PAGE EXTRACT START

Q: Because of surgery my wife has lost all interest in sexual intimacy, but my desires haven’t changed.
We love each other and divorce is out of the question. But, I don’t want to sin mentally, so what should I do? I am heavily involved in Bible study and the church. What other advice can you give me?
Asked by: Anonymous
A: Well my brother, a couple of comments.
First of all I’m sure that you’ve talked to your wife about this many times, but maybe you need to speak to her again because biblically, she does have an obligation to you, as the Apostle Paul makes clear in 1 Corinthians.
So even though at this point she has absolutely no interest, it’s very important for you to discuss it, to talk about it, and maybe find a way that the two of you can accommodate each other.
Now, having said that, I do need to emphasize that millions of people have had the same experience as you have and have gone through life without sexual intimacy. There are those who have never married, who’ve desired marriage but never found their life mate; then there are those who, because they are widows or widowers, don’t have any opportunity of sexual contact and they all survive.
Now you say you’re struggling with lust in your mind. I can understand that, but at the same time, I’ve always taken the position that God gives us as many resources as we need to glorify Him in the midst of our situation. I’m glad to read that you are involved in your church and are in a Bible study. Those are the kinds of directions, and vocations, and empathies that you need to continue to follow. But at the same time, give yourself and your marriage to God. Remember that He is with you, and that others have persevered and been victorious in the same state where you find yourself—and keep moving on. Don’t let this become a stumbling block in your walk with God.

PAGE EXTRACT END

ACTIVITIES:
- 1) In the question-and-answer page above, which book of the Bible does the reply cite regarding the wife's obligation?
- 2) Transcribe the stretch of the question-and-answer page from "Now, having said" through "they all survive.".

RECORDS PROVIDED START

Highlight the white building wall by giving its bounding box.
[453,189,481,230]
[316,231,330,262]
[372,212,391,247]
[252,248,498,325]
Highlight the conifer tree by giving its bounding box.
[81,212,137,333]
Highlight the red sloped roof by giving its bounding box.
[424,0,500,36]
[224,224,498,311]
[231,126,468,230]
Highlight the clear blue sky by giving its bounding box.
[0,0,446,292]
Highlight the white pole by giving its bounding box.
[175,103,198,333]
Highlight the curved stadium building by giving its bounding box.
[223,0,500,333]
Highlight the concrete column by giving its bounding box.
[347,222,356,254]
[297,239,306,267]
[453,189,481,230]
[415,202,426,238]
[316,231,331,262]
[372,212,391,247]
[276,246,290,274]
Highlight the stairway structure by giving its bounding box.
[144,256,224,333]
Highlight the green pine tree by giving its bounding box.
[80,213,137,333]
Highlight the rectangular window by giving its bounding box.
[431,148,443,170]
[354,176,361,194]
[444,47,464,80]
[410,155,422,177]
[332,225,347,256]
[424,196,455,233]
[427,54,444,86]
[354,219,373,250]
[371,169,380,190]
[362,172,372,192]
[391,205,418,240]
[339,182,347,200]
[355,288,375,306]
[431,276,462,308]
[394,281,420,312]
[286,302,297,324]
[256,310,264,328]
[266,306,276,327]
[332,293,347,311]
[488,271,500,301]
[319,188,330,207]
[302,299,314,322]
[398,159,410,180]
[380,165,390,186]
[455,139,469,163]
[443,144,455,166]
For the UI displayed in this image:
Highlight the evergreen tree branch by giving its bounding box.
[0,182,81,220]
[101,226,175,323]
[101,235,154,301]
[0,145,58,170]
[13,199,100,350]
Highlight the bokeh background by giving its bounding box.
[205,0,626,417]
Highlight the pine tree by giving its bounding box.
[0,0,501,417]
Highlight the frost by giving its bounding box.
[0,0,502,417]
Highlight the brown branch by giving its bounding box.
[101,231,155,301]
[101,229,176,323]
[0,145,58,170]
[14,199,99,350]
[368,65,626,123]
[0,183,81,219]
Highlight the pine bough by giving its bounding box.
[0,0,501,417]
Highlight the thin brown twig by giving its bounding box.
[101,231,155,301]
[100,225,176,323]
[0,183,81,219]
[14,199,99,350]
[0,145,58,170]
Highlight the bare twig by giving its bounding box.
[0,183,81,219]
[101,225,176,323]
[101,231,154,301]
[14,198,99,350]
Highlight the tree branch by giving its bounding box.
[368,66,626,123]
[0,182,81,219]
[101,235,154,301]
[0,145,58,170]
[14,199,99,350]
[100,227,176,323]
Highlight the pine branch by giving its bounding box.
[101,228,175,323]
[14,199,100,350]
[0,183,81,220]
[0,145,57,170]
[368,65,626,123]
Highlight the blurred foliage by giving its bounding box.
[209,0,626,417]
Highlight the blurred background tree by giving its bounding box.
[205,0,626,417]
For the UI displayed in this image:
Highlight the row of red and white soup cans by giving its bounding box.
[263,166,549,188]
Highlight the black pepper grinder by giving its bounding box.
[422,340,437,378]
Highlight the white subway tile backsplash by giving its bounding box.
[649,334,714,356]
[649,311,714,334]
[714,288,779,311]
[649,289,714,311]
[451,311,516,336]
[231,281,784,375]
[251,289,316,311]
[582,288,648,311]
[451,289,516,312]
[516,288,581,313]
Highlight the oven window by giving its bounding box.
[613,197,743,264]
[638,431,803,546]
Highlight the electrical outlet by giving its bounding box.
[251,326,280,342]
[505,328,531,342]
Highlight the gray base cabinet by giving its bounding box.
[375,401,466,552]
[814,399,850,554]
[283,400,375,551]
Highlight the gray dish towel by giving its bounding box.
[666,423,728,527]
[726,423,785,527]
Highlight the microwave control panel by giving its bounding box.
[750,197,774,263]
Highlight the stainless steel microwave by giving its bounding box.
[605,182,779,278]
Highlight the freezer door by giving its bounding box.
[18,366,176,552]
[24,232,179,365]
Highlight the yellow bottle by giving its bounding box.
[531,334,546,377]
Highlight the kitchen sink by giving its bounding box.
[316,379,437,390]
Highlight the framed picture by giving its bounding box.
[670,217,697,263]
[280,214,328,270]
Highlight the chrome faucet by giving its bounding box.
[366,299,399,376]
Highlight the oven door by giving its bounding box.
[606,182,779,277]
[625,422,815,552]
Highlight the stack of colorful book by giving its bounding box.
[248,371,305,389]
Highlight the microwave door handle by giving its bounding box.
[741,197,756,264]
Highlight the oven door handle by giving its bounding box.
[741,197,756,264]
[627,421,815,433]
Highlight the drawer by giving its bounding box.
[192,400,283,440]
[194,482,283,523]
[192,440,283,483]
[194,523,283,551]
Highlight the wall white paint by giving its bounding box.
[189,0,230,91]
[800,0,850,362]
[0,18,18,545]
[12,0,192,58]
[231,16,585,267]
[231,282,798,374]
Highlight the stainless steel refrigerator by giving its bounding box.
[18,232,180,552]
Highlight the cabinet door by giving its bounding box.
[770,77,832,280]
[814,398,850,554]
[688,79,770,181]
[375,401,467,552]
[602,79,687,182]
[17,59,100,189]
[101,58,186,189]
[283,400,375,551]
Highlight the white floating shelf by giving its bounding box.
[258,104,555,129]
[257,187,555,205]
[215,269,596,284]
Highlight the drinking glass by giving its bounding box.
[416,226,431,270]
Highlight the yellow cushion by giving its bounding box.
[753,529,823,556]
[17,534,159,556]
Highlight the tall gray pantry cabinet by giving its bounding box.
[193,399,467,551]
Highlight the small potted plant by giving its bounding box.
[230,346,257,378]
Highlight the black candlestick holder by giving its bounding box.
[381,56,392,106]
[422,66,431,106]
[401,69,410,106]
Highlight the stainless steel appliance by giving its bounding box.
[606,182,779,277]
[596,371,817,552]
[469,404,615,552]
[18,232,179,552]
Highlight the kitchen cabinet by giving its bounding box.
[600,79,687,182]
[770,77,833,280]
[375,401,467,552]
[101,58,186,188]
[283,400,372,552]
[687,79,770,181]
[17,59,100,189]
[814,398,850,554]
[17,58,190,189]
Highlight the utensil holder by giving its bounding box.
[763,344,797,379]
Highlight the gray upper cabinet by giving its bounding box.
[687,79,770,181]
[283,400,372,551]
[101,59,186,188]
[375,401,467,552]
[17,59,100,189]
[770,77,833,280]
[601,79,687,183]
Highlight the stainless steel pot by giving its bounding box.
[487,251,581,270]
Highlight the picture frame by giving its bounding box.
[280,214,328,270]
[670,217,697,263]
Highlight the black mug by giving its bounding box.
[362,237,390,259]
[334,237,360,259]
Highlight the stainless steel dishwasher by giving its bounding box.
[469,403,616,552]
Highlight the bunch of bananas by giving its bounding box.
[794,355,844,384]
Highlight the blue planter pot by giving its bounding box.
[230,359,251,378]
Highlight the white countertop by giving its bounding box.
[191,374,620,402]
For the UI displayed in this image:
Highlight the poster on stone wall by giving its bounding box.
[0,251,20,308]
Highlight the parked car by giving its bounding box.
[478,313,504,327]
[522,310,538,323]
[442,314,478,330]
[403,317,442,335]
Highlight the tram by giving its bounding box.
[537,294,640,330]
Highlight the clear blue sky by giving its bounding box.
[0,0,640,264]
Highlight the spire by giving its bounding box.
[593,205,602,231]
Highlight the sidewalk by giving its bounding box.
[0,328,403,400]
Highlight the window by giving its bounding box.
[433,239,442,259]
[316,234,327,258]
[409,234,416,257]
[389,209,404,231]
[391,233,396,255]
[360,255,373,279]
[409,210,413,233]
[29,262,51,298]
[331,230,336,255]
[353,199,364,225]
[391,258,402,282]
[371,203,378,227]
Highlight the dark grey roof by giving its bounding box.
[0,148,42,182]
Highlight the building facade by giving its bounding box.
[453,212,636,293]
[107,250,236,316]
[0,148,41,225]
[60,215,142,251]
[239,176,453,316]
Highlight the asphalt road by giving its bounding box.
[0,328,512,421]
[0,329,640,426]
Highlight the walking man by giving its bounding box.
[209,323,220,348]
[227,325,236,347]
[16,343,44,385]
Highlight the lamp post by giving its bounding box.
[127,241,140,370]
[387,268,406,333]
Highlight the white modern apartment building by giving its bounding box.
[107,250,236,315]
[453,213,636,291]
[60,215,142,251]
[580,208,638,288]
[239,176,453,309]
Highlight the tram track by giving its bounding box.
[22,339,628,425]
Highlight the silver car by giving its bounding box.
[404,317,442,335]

RECORDS PROVIDED END

ANSWERS IN ORDER:
- 1) 1 Corinthians

- 2)
Now, having said that, I do need to emphasize that millions of people have had the same experience as you have and have gone through life without sexual intimacy. There are those who have never married, who’ve desired marriage but never found their life mate; then there are those who, because they are widows or widowers, don’t have any opportunity of sexual contact and they all survive.